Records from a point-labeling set
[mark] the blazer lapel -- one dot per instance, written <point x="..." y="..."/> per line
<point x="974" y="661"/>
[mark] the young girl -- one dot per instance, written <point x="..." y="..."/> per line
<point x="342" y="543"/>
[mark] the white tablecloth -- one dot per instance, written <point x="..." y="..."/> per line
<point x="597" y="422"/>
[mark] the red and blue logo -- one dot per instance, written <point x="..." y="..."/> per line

PROBLEM STATEMENT:
Format each nonblank line of the data above as one string in a JSON list.

TASK RESPONSE:
[
  "[mark] the blazer lapel -- one dot per instance, written <point x=\"...\" y=\"...\"/> per line",
  "<point x=\"974\" y=\"661\"/>",
  "[mark] the young girl -- one dot per instance, written <point x=\"...\" y=\"...\"/> per line",
  "<point x=\"342\" y=\"543\"/>",
  "[mark] the white tablecloth -- one dot per instance, written <point x=\"...\" y=\"...\"/> per line",
  "<point x=\"597\" y=\"422\"/>",
  "[mark] the red and blue logo -- one dot per instance, written <point x=\"...\" y=\"...\"/> per line"
]